> **Задание A**
Как кратко, в виде списка, передать основные факты абзаца из отрывка воспоминаний, который начинается словами «Все, что помню из архитектуры»?
> **Задание B**
Процитируйте из отрывка воспоминаний дословно фрагмент от слов «Я ходил тогда» до слов «жилищем — на другом.».

> **Отрывок текста**
##########

Я ходил тогда в голубой куртке на искусственном меху, которую приятели называли «голубой обезьяной», — из «американских подарков». Для пущего форса я дважды опоясывал куртку длиннющим ремнем. Помню эти подробности, поскольку мой гардероб, и раньше не слишком богатый, к тому времени оскудел запредельно. Я носил эту куртку не снимая, с осени до весны. Дважды в день пересекал Раковицкое кладбище, в эту пору особенно печальное, чтобы оказаться у мрачных корпусов Политехнического на одном конце маршрута и перед пустым холодным жилищем — на другом.
Все, что помню из архитектуры, — это котлован под фундамент и многочисленные замеры, с которыми я мучился, бесконечно путаясь в расчетах. Из истории искусства помню ионический ордер. С удовольствием рисовал гипсовую голову Моисея с рогом во лбу, но приходил в бешенство от замечаний ассистента, требовавшего, чтобы наши рисунки точно соответствовали его указаниям. Получая небольшую стипендию, приобрел, как и положено архитектору, чертежную лампу.

##########

> **Записи набора данных**
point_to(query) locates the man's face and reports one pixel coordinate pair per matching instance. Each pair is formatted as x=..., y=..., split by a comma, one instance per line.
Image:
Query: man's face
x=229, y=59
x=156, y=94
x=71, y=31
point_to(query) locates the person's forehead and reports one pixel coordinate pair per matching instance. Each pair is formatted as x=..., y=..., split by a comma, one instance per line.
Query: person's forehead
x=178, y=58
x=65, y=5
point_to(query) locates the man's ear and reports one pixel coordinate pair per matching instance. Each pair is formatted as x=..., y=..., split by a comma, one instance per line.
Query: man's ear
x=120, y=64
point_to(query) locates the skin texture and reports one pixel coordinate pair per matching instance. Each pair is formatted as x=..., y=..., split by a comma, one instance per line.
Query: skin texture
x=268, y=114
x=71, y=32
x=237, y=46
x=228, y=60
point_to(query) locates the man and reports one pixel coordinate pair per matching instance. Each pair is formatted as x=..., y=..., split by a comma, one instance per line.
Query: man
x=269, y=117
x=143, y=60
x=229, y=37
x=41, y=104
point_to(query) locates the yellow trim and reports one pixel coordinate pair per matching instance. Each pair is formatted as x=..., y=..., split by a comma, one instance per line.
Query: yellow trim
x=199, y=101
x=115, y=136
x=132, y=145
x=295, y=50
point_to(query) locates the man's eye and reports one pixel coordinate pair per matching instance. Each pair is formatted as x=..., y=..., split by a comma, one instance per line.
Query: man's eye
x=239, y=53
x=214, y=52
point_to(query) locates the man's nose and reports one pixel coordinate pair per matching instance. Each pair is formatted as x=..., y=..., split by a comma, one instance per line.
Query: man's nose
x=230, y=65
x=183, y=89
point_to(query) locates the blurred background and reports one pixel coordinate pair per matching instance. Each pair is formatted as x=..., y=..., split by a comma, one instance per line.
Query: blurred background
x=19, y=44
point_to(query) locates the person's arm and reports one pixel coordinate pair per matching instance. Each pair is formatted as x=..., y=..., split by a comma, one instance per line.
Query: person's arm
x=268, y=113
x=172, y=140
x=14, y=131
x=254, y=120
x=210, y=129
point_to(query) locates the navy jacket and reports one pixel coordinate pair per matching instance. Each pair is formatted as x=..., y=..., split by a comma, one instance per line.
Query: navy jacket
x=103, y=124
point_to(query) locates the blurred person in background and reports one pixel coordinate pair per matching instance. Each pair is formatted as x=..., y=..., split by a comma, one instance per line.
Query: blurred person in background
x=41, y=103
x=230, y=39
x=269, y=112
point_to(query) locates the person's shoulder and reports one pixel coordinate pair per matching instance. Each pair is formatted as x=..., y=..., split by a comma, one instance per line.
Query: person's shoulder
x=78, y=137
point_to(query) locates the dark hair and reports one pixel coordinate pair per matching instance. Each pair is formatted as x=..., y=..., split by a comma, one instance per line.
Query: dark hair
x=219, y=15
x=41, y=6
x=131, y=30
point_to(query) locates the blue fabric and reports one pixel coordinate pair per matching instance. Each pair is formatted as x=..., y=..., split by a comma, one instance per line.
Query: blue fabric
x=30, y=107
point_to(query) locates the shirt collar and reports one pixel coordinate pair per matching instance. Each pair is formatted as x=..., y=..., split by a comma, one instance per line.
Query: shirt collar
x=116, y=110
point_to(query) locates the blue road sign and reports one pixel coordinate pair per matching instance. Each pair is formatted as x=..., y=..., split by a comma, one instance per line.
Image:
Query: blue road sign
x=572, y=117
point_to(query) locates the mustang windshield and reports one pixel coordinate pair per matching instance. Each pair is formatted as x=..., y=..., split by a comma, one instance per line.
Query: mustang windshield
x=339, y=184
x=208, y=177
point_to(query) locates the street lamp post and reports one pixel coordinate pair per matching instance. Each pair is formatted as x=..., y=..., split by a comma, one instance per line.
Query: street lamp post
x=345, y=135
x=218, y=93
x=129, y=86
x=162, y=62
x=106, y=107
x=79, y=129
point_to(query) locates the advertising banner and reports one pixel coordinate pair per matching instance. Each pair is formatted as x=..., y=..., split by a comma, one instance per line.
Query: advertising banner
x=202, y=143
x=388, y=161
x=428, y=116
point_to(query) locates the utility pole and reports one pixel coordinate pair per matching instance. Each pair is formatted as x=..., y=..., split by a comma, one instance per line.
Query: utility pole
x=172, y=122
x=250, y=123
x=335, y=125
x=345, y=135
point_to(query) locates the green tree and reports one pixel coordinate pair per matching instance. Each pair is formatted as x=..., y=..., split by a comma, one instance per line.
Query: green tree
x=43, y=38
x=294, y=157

##########

> **Разбор решения A**
- Из архитектуры помню только котлован под фундамент и многочисленные замеры, в расчетах которых я бесконечно путался.
- Из истории искусства помню ионический ордер.
- С удовольствием рисовал гипсовую голову Моисея с рогом во лбу, но злился на замечания ассистента, который требовал точно следовать его указаниям.
- На небольшую стипендию купил чертежную лампу, как и положено архитектору.

> **Разбор решения B**
Я ходил тогда в голубой куртке на искусственном меху, которую приятели называли «голубой обезьяной», — из «американских подарков». Для пущего форса я дважды опоясывал куртку длиннющим ремнем. Помню эти подробности, поскольку мой гардероб, и раньше не слишком богатый, к тому времени оскудел запредельно. Я носил эту куртку не снимая, с осени до весны. Дважды в день пересекал Раковицкое кладбище, в эту пору особенно печальное, чтобы оказаться у мрачных корпусов Политехнического на одном конце маршрута и перед пустым холодным жилищем — на другом.